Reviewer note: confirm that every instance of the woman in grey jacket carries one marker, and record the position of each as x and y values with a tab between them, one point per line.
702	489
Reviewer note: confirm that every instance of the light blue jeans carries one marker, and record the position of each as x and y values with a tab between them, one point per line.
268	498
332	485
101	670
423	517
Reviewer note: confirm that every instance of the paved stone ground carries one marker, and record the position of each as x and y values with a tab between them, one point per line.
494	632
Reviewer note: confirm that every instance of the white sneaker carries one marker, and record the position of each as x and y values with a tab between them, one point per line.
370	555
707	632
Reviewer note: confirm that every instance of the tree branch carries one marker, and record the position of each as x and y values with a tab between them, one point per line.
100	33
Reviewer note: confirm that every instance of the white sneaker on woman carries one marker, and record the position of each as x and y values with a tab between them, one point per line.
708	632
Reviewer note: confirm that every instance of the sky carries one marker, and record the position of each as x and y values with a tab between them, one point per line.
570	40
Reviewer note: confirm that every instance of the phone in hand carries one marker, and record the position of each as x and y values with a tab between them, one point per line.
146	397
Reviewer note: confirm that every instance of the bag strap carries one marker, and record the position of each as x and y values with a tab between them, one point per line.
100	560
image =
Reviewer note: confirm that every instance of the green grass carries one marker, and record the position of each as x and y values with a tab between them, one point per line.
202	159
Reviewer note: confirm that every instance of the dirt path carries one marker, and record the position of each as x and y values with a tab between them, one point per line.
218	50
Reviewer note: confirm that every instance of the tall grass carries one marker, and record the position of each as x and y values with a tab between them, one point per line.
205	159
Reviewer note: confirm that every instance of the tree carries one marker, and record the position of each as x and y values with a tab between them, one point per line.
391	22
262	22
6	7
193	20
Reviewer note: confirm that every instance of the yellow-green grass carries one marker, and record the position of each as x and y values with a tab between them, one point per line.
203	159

★ ★ ★ ★ ★ ★ ★

[What the task asks] Take the lines above and print them exactly.

[Exercise answer]
Reviewer note: confirm that every instance of the woman in grey jacket carries one marker, and record the position of each as x and y values with a tab between them, one point per line.
702	489
Reviewer note: confirm that every instance of the light blue jeans carries one marker, and record the position of each as x and y values with a tab between them, one point per line.
268	498
332	485
101	670
423	517
Reviewer note: confirm that every instance of the paved stone ground carries one marker, and record the position of each as x and y values with a tab between them, one point per line.
494	632
Reviewer note: confirm that every instance of the white sneaker carries one marker, and record the position of each as x and y values with a tab between them, one point per line.
370	555
707	632
Reviewer note: confirm that every instance of the tree branch carries one marker, and record the position of each as x and y values with a tab between them, one point per line.
100	33
Reviewer note: confirm that every instance of the white sneaker on woman carries one marker, and record the position of each as x and y values with a tab between them, one point per line.
708	632
Reviewer note: confirm that every instance of the sky carries one marker, and record the position of each as x and y values with a tab between them, one point per line.
570	40
Reviewer note: confirm that every instance of the phone in hand carries one marker, and record the position of each as x and y values with a tab between them, one point per line.
146	397
Reviewer note: confirm that every instance of the bag strap carries one marker, and record the position of each as x and y values with a tab between them, one point per line.
100	560
image =
Reviewer note: confirm that every instance of the green grass carries one marker, and record the position of each as x and y values with a tab between them, one point per line.
202	159
Reviewer note: confirm that every instance of the dirt path carries one marker, and record the position of each as x and y values with a tab between them, one point per line.
218	50
Reviewer note: confirm that every instance of the tall grass carries one marker, and record the position of each as x and y values with a tab between them, one point per line.
205	159
Reviewer note: confirm that every instance of the tree carries one marker, and record the position of each as x and y values with a tab between them, one point per line.
391	22
262	22
6	7
193	20
Reviewer note: confirm that every instance of the yellow-green grass carries one marker, and record the position of each as x and y values with a tab between them, one point per line.
203	159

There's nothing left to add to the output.